[Stored dataset entries]
────────────────────────────────────────

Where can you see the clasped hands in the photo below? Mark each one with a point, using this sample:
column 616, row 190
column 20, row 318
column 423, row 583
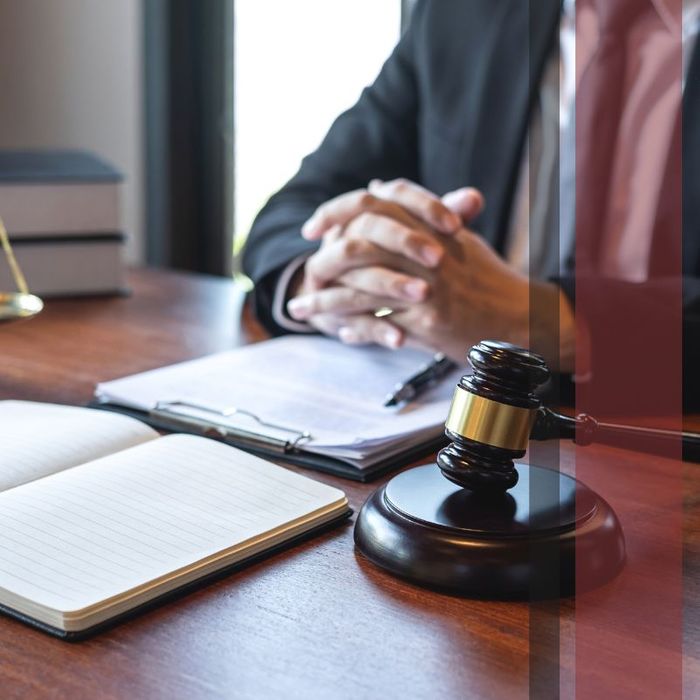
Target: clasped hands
column 396, row 245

────────────────────────────────────────

*WHAT YOU NEED TO DO*: Duplicate every line of the listing above without any changes, but leave out the pictures.

*TASK SOLUTION*:
Where can you see the clasped hands in the photo below? Mark each one with a point, using this sample:
column 616, row 190
column 20, row 318
column 423, row 583
Target: clasped hands
column 396, row 245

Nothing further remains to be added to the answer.